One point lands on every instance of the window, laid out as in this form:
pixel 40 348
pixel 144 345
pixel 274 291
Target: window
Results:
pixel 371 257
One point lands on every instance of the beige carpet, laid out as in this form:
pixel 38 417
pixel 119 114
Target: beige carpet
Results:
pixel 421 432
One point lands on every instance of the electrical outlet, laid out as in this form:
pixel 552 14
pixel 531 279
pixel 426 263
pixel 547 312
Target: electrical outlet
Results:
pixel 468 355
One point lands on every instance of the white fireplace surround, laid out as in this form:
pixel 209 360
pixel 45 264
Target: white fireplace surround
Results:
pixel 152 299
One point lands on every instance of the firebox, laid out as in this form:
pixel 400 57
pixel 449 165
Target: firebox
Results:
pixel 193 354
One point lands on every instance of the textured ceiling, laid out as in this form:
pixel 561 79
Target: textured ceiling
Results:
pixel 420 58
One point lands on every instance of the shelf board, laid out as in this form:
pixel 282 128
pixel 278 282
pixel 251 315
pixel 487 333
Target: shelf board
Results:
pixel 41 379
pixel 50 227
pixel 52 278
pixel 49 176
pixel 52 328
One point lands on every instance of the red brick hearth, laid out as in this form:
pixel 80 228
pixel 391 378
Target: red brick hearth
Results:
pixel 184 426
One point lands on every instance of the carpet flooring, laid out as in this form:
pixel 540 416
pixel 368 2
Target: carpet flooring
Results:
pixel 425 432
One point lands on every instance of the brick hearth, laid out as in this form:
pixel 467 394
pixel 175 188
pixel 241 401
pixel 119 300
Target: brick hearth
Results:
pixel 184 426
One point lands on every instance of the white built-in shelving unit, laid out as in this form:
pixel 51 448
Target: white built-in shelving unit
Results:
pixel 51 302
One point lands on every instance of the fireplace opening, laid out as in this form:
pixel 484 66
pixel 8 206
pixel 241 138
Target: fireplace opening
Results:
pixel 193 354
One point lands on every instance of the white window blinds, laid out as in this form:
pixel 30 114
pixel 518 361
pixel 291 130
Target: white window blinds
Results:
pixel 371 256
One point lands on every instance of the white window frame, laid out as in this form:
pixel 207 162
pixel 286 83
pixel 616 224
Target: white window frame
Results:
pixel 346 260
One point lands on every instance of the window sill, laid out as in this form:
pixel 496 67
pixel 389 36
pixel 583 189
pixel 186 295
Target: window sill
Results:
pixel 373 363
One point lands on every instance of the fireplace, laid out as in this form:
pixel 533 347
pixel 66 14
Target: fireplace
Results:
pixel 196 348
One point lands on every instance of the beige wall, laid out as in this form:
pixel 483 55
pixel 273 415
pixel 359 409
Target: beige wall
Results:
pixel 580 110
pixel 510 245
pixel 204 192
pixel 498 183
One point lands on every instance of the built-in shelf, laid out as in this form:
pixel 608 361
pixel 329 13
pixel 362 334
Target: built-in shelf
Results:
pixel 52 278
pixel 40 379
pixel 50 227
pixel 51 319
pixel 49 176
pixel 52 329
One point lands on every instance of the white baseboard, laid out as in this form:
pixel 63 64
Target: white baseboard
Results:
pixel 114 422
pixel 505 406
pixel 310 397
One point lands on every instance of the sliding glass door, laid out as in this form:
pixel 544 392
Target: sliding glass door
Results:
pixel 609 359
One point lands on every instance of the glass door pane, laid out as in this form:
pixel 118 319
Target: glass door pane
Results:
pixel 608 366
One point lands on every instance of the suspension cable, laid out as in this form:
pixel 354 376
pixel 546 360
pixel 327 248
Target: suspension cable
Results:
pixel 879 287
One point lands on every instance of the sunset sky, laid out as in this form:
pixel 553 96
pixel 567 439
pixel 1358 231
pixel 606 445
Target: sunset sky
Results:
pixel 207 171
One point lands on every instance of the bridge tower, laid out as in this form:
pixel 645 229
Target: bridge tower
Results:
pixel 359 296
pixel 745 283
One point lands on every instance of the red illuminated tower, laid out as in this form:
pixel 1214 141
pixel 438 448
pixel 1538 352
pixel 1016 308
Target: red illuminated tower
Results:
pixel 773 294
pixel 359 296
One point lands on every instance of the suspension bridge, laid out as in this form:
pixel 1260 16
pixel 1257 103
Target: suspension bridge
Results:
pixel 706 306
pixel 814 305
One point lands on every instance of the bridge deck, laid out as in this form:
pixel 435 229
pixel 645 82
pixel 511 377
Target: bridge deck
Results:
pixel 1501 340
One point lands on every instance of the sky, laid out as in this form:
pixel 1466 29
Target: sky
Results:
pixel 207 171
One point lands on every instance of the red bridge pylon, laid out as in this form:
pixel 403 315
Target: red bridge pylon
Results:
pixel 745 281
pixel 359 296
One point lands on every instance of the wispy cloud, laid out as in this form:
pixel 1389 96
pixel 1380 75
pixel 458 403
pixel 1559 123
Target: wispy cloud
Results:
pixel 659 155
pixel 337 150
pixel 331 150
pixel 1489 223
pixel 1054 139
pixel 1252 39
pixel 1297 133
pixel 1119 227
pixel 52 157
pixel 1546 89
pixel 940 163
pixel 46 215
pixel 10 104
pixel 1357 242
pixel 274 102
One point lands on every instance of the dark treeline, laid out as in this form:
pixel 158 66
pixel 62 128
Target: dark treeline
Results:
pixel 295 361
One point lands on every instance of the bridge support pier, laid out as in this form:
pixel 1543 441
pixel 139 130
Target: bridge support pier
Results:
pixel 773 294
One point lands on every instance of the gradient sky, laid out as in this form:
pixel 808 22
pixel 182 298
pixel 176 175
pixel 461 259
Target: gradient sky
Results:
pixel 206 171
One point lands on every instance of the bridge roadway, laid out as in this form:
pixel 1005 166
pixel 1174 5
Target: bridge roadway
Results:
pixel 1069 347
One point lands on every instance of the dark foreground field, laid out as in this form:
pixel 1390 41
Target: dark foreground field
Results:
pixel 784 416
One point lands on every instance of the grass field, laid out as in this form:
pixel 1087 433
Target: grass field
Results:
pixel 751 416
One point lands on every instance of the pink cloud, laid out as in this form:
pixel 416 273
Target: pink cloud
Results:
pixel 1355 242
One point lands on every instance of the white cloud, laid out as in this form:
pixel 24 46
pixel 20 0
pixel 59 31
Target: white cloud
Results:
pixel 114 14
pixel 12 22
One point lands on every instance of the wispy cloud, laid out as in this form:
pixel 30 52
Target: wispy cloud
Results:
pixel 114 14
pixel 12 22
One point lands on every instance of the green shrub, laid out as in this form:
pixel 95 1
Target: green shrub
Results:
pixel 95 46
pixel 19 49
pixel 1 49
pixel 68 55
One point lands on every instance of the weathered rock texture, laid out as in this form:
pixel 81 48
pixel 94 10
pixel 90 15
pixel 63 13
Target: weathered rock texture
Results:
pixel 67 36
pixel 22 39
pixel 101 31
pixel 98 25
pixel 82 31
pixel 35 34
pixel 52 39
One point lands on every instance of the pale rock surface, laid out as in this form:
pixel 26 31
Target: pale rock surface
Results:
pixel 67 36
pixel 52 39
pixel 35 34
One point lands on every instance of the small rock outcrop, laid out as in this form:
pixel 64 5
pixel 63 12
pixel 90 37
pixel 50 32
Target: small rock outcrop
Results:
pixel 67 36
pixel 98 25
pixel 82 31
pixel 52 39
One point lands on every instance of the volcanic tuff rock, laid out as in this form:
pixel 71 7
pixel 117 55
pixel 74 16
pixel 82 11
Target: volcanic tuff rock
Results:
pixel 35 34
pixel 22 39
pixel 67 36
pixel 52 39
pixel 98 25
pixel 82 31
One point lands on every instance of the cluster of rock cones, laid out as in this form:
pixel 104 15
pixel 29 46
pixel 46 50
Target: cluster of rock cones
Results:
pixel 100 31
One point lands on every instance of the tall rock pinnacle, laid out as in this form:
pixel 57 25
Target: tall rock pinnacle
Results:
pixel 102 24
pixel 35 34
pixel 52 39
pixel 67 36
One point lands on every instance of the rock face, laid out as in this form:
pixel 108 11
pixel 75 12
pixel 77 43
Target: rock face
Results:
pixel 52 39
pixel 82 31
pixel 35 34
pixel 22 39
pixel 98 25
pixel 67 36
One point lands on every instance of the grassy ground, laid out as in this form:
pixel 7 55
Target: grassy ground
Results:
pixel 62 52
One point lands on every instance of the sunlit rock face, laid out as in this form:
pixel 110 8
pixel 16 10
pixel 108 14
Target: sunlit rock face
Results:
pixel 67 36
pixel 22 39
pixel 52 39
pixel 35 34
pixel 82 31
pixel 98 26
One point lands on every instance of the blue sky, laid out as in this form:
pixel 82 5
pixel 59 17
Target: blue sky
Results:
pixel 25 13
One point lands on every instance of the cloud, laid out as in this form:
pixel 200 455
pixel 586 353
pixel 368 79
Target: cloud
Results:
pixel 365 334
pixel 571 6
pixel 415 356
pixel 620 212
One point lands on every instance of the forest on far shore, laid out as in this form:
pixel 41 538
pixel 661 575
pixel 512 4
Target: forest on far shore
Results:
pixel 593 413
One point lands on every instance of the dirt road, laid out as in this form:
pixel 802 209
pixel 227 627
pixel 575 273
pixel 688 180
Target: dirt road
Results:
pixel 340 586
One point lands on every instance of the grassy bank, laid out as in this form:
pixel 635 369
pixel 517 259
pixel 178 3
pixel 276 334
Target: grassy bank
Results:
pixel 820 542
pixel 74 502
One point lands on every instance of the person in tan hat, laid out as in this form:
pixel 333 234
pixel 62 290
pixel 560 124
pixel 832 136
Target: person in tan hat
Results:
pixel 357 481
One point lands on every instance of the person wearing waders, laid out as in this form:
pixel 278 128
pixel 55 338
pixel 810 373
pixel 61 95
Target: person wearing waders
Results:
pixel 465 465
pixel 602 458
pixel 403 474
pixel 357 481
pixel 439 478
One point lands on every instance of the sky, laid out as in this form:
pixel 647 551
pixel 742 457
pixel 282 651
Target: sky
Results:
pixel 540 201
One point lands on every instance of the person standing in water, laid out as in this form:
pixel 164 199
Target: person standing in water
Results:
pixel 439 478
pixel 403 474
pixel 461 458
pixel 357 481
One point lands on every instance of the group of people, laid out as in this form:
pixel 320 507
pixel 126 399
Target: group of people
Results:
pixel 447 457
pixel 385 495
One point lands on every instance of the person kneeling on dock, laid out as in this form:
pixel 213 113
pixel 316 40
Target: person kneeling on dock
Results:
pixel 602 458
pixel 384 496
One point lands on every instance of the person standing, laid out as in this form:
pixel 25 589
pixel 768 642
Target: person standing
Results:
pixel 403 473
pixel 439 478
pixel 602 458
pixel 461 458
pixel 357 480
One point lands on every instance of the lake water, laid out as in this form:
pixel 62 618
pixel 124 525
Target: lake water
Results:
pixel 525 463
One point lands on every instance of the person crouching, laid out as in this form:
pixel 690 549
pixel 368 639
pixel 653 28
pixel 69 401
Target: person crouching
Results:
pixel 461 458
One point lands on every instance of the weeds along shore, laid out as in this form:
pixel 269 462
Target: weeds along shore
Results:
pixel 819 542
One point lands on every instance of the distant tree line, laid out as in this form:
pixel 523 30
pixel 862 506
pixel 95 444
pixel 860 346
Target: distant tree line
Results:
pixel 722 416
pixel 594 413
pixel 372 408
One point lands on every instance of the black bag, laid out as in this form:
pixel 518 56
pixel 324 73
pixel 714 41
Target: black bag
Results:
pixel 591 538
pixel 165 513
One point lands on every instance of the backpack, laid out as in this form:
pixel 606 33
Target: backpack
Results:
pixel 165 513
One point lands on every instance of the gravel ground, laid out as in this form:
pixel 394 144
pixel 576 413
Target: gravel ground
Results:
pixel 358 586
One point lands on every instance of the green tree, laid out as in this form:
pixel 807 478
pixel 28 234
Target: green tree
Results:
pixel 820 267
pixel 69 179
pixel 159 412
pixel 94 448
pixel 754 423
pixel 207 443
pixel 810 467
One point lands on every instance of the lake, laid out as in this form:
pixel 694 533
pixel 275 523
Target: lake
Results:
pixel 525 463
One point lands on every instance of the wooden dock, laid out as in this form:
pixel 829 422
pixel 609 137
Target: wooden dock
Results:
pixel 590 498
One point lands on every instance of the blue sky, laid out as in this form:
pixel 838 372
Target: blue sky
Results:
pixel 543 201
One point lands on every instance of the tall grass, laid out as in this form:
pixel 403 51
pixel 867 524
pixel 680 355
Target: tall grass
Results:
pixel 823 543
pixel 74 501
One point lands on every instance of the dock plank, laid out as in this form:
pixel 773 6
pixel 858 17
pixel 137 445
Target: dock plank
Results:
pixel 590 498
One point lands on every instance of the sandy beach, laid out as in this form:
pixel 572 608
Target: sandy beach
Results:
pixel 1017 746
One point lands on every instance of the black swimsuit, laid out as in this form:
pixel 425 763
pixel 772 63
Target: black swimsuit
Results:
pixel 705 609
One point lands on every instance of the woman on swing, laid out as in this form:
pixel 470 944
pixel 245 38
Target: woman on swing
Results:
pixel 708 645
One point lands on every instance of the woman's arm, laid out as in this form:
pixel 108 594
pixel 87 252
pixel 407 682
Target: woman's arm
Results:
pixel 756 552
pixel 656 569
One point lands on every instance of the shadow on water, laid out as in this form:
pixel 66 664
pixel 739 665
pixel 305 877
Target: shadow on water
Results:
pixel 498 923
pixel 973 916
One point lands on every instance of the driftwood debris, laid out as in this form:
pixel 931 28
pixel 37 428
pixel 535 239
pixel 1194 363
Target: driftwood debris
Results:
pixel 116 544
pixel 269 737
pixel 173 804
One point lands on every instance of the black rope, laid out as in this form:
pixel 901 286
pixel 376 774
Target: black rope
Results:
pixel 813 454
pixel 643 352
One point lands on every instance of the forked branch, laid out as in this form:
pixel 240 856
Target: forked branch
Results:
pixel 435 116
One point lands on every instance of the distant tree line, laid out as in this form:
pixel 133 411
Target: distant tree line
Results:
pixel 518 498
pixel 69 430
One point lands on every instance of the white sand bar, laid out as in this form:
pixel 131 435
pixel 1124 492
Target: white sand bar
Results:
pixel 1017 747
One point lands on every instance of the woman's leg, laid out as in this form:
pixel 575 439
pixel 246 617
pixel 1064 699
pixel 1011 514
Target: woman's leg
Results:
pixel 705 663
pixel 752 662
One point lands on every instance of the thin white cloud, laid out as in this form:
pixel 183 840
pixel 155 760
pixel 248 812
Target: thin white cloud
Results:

══════════════════════════════

# Required action
Within the listing above, the range opens at the line with "Target: gradient sky" and closes at the line with "pixel 24 46". Reproduce exactly the lines of that range, including both ends.

# Answer for this exercise
Target: gradient sky
Results:
pixel 206 171
One point lands on every instance of the bridge roadway, laid out as in this form:
pixel 1005 166
pixel 1174 5
Target: bridge roadway
Results:
pixel 1069 347
One point lands on every instance of the dark foreground field, laid out as in this form:
pixel 1390 41
Target: dark foreground field
Results:
pixel 784 416
One point lands on every instance of the grass field, laid out as in this form:
pixel 1087 433
Target: grass field
Results:
pixel 751 416
One point lands on every instance of the pink cloud, laid out as in this form:
pixel 416 273
Target: pink cloud
Results:
pixel 1355 242
One point lands on every instance of the white cloud, laid out as in this form:
pixel 24 46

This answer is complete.